The Norwegian Central Bank, when it tried to address this conundrum as to why without producing any technology, it still had the highest productivity in the world, the Central Bank came to the conclusion it was because of the service sector. It was fantastic at using technologies and improving the productivity of the service sector and of course, the service sector employees are more than half of the workforce in most OECD countries. And if you don't increase the productivity of the service sector, you are not going to get widespread prosperity.

And Japan may have a fantastic manufacturing sector, but even in Japan the service sector accounts for less than half of the economy and the lack of venturesomeness in using the new technologies in the service sector is what has, I think, held back the Japanese economy.

Romesh: So, what are the policy levers we can pull in relation to venturesome consumers? Are there ways we can encourage consumers to be more venturesome as well as producers?

Amar: I think in specific industries you can identify specific issues. So, I think in Japan and Germany the anti-Wal-Mart laws, to put it bluntly, or the pro small shopkeeper laws, have made the retail link sector very unable and unwilling to adopt new information technologies that have made such a difference in the United States and, I think, even in Europe.

So getting rid of these laws will certainly increase the venturesomeness of an important sector of the economy. Beyond that, I think it's easier to identify what not to do to than what to do. So for instance, this obsession in the United States with being behind Korea and Taiwan in high school math and physics contests is silly, because a venturesome consumer of technology does not need to have a lot of calculus.

A venturesome consumer of technology needs to be open-minded, needs to be open to learning new things often since new technologies are adopted by organizations, to be able to communicate, to be able to convince other people to adopt new technologies. And it's this kind of open-mindedness, problem-solving, which I don't think would be necessarily enhanced by drilling more calculus and trigonometry at earlier ages.
+ + + + + + +
TASKS TO PERFORM:
1 - Which lines of the records below contain the word "dark"? Find each one and copy it out in full.
2 - How would the interview above on service-sector productivity and venturesome consumers go on? Continue it from its last sentence.
+ + + + + + +
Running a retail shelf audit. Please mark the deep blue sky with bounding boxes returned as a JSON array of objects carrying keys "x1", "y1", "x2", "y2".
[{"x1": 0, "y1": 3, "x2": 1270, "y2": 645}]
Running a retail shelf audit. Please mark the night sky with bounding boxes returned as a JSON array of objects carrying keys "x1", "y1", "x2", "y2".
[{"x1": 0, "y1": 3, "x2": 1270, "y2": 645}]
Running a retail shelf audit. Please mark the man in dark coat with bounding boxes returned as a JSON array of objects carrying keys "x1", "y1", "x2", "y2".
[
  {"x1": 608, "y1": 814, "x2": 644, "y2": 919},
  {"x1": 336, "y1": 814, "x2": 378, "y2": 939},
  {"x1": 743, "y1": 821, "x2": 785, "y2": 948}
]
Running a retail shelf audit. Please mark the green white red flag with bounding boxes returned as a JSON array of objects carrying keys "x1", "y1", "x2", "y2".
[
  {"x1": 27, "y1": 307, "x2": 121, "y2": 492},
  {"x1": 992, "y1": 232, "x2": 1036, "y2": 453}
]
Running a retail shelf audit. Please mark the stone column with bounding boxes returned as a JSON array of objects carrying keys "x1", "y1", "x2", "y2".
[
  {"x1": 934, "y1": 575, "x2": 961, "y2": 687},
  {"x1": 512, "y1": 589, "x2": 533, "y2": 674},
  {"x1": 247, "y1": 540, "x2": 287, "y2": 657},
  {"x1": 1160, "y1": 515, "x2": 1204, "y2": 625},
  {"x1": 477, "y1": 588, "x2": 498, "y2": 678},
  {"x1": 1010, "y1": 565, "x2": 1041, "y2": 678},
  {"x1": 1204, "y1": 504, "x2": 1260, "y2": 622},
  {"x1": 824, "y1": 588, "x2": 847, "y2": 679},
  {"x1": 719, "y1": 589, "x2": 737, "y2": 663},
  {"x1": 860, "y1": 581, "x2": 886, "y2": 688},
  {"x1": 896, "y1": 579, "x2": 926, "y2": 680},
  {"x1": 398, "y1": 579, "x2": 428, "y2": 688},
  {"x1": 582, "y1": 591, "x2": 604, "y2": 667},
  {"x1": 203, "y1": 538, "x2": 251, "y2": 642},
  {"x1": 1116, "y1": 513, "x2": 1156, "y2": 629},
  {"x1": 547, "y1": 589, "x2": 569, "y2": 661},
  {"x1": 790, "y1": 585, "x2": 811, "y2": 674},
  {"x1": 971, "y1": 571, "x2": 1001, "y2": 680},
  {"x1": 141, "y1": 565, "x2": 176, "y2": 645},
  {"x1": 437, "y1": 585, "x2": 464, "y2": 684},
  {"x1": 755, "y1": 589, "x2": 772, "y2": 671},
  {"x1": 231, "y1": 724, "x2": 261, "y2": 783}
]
+ + + + + + +
EXPECTED ANSWERS:
1 -
Running a retail shelf audit. Please mark the man in dark coat with bounding boxes returned as a JSON array of objects carrying keys "x1", "y1", "x2", "y2".

2 -
But how a government sets about doing that is fairly elusive. So I think one of the great strengths of the US economy is it's liberal arts education because it really does broaden the mind. There are people like Charles Murray who say liberal arts education is being wasted on 80 percent of the people who take it, and let's make liberal arts education more elitist, and send only the brightest minds. I think that's dead wrong. Because I think even if people don't learn very much, they may not master economics, Economics 101 courses, but the learn the idea that they will learn something new. And they will learn something new every six months.

How one does this is incredibly difficult. Philip Aghion has this story, which says let's just decentralize. And if we have a decentralized college system, miraculously it will train hearts and minds more effectively. I don't think so. If you have a hidebound college education system, and you decentralize it, the people who are running a hidebound college education system will make sure that their way of educating people is perpetuated.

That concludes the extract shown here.